# What needs to be done
Please put the data below into a two-column CSV with the headers input and output. Give one row for each text and its answer, with each value in its own quoted field and all line breaks replaced by spaces.

Collected data entries
┌──

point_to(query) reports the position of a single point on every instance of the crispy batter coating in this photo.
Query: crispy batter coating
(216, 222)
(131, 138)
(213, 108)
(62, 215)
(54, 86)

└──

# Solution to this task
input,output
"point_to(query) reports the position of a single point on every instance of the crispy batter coating in this photo. Query: crispy batter coating","(216, 222) (131, 138) (213, 108) (62, 215) (54, 86)"